(Stored records)
--- START ---

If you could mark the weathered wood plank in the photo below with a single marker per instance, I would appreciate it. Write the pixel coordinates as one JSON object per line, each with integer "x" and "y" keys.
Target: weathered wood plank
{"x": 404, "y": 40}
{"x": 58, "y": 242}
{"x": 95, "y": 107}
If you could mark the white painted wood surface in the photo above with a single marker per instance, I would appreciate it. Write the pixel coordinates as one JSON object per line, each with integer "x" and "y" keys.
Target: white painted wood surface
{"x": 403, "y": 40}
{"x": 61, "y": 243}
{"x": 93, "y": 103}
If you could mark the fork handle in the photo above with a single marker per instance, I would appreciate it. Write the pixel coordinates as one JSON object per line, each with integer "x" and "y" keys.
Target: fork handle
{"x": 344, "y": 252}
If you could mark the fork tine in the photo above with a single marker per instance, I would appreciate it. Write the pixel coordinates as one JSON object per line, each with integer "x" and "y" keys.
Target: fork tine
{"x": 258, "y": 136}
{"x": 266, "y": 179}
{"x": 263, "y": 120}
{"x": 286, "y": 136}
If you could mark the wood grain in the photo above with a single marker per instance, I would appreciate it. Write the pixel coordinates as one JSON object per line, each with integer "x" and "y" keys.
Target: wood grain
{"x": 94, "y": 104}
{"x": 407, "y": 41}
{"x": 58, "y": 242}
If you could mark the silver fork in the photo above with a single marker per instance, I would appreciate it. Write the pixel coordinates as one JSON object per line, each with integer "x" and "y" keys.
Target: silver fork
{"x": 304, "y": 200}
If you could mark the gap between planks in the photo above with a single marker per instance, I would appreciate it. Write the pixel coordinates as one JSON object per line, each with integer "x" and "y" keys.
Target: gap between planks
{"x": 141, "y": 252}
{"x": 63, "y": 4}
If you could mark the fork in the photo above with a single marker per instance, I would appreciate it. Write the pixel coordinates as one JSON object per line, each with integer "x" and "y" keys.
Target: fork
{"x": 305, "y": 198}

--- END ---

* **About this exercise**:
Beginning at the line that contains "If you could mark the white", reproduce every line down to the last line of the entries above, exactly and only those.

* **Result of the task**:
If you could mark the white painted wood surface in the photo above with a single marker per instance, I would appreciate it. Write the pixel coordinates as one JSON object per line, each with integer "x" and "y" keys.
Target: white painted wood surface
{"x": 403, "y": 40}
{"x": 61, "y": 243}
{"x": 93, "y": 103}
If you could mark the fork handle in the photo above with a single marker per instance, I would appreciate it. Write the pixel coordinates as one JSON object per line, each with integer "x" and "y" keys.
Target: fork handle
{"x": 344, "y": 252}
If you could mark the fork tine in the photo above with a single marker per instance, I would appreciate it. Write the pixel coordinates as one JSON object per line, each with integer "x" and "y" keys.
Target: fork tine
{"x": 258, "y": 136}
{"x": 266, "y": 179}
{"x": 263, "y": 120}
{"x": 286, "y": 136}
If you could mark the wood grain in the photo above with a single marker per instance, I would appreciate it. Write the pixel coordinates as one JSON object per line, each with integer "x" and "y" keys.
Target: wood grain
{"x": 94, "y": 104}
{"x": 407, "y": 41}
{"x": 58, "y": 242}
If you could mark the silver fork in the photo above with a single marker per instance, I would appreciate it. Write the pixel coordinates as one JSON object per line, each with integer "x" and "y" keys.
Target: silver fork
{"x": 304, "y": 200}
If you could mark the gap between planks in the photo above with a single marker per instance, I would appreciate it. Write the pixel coordinates as one JSON object per line, each with integer "x" and "y" keys.
Target: gap between planks
{"x": 141, "y": 252}
{"x": 63, "y": 4}
If you could mark the fork in the photo above with a single marker per instance, I would appreciate it. Write the pixel coordinates as one JSON object per line, each with integer "x" and "y" keys.
Target: fork
{"x": 305, "y": 198}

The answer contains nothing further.